#### Aim
Write out exactly the lines from the one containing "Tag one spot per instance of the carved" through the last line of the records below, both included, and leave out any pictures.

#### Task inputs
──────────

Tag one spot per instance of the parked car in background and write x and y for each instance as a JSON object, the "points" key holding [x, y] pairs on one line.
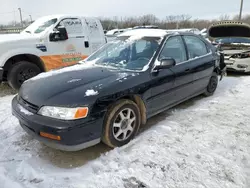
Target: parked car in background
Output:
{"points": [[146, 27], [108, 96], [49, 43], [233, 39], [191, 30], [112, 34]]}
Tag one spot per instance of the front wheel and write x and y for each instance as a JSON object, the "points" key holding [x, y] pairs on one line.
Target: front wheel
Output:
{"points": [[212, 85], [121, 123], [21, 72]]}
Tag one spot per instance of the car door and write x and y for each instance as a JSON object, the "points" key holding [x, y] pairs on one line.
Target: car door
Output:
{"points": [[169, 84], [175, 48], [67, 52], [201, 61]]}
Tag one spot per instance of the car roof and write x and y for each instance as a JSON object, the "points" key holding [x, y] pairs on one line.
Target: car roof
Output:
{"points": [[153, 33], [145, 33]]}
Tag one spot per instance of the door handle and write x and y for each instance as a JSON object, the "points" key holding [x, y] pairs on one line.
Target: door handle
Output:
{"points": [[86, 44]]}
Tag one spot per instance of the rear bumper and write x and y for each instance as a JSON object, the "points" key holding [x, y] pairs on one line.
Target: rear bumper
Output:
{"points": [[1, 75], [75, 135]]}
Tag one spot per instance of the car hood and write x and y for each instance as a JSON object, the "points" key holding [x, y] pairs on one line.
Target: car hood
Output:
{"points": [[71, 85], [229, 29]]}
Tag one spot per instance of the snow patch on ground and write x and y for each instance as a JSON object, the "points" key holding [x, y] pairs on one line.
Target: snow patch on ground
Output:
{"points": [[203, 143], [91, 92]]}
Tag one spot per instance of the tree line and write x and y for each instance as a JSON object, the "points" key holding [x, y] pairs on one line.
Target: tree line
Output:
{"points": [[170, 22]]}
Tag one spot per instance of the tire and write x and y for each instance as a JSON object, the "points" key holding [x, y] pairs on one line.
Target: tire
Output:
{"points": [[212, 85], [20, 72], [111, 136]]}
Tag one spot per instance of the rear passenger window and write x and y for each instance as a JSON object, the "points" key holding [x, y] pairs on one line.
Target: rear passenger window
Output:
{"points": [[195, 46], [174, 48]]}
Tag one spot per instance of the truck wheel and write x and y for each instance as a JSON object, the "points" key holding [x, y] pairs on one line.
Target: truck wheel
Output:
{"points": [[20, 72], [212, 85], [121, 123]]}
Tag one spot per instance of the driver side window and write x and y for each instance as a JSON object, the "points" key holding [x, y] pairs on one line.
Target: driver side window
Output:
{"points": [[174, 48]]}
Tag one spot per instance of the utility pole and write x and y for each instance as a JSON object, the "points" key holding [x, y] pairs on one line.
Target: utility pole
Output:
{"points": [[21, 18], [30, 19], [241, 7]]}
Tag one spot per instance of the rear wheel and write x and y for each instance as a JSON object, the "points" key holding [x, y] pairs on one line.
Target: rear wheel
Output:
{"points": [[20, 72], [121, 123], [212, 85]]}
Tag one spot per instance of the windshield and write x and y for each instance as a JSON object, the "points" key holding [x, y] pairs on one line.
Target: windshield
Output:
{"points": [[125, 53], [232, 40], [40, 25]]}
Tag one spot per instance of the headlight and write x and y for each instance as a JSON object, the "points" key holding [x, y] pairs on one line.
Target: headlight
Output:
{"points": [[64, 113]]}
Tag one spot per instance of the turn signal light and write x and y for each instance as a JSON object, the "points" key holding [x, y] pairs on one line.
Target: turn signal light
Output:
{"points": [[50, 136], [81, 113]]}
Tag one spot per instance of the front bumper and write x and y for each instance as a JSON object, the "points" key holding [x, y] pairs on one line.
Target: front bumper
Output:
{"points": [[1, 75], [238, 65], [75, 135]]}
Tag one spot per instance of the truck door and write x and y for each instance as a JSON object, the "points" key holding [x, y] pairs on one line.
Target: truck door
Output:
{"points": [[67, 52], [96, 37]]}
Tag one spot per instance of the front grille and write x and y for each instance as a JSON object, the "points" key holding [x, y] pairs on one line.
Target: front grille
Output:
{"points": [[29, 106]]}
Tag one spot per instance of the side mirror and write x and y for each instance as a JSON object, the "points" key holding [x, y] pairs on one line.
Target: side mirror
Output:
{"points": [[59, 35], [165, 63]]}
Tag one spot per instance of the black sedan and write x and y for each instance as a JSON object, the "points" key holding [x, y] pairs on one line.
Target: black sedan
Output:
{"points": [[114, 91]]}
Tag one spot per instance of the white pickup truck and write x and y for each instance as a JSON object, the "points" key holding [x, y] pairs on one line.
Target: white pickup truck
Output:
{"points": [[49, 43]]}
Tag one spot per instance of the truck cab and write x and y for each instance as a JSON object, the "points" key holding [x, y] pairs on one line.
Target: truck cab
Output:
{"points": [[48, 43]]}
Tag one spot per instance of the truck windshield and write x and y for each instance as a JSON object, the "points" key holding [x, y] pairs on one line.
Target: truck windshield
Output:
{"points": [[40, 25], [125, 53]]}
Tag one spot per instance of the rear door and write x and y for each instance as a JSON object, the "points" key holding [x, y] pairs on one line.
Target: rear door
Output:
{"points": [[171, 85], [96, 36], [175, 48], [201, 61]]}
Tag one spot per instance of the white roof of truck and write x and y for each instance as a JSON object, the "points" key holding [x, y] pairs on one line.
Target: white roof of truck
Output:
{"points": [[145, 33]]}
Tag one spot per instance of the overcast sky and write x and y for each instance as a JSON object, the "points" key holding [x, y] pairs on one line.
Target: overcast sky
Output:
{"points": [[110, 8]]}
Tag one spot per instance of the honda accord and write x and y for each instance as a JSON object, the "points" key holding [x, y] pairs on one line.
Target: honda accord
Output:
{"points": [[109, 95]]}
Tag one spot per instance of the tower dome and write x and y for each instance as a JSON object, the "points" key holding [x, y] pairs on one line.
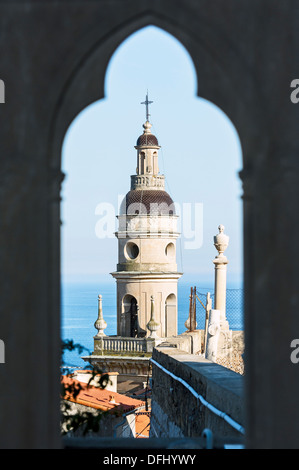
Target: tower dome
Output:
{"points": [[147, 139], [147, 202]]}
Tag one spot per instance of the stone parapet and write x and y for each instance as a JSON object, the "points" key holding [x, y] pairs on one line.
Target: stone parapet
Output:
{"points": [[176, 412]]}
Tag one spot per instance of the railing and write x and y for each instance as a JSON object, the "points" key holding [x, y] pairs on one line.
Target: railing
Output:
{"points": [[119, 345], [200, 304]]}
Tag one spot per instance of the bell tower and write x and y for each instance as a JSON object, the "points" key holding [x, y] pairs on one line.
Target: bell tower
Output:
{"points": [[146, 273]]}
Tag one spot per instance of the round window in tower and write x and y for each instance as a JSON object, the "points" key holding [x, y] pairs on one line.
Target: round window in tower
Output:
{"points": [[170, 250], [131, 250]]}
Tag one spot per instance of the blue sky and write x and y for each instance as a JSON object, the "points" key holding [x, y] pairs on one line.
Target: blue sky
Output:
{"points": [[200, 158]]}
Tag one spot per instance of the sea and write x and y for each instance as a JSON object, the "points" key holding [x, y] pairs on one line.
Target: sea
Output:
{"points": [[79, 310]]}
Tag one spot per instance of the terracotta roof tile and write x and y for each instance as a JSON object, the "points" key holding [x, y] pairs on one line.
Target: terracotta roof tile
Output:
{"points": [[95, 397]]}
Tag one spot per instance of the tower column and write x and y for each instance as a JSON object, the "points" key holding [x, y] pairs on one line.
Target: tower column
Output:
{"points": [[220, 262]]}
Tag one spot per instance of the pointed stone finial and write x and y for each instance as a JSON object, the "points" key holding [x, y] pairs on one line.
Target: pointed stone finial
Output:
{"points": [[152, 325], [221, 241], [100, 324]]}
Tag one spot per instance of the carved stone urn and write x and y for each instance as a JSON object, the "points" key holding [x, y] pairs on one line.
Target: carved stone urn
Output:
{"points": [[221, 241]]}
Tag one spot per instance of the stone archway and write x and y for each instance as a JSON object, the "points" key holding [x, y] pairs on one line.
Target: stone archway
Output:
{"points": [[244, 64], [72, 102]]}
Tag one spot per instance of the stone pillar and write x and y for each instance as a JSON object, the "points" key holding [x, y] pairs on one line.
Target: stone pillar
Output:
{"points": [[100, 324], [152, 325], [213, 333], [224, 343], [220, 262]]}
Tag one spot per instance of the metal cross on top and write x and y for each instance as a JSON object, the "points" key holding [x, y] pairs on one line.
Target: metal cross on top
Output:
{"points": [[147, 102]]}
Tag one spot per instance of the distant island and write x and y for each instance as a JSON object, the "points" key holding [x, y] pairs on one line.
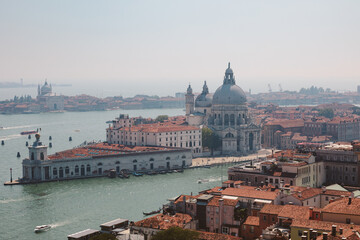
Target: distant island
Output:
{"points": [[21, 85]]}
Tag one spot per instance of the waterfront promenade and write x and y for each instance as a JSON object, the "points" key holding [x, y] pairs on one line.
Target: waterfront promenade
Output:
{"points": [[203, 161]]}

──────────

#### Task answer
Tag one spot per instance of the carved stone urn and write x and y for each instance as a JSON object, the "points" key holding [x, y] pairs on one line.
Target: carved stone urn
Output:
{"points": [[221, 241]]}
Tag one spot per instance of the stone archway and write x and y for each instance as a JSON object, the "points" key holding [x, y] pairs on one line.
Target: stone archway
Output:
{"points": [[244, 64], [72, 102]]}
Tag one spot per instance of the stone pillar and write x and y for each instance as a JSON object, the "points" key holding [x, y] pairs on one line.
Target: stone pillar
Output:
{"points": [[100, 324], [152, 325], [213, 333], [224, 343], [220, 262]]}
Tag one spot per instance of the metal cross on top and write x and y for each instance as a JSON object, the "points" key holding [x, y] pairs on one line.
Target: metal cross on top
Output:
{"points": [[147, 102]]}
Tag one spot per instance of the distant island and write x and y for each instance as a JSON object, the "points" key holding [x, y] pairs on one line.
Target: distant island
Output:
{"points": [[21, 85]]}
Tag one spot per instance of the waterfront promenade and write x and y for each instance as a JSON object, the "points" key holding [x, y] pairs on one line.
Target: waterfront promenade
Output:
{"points": [[203, 161]]}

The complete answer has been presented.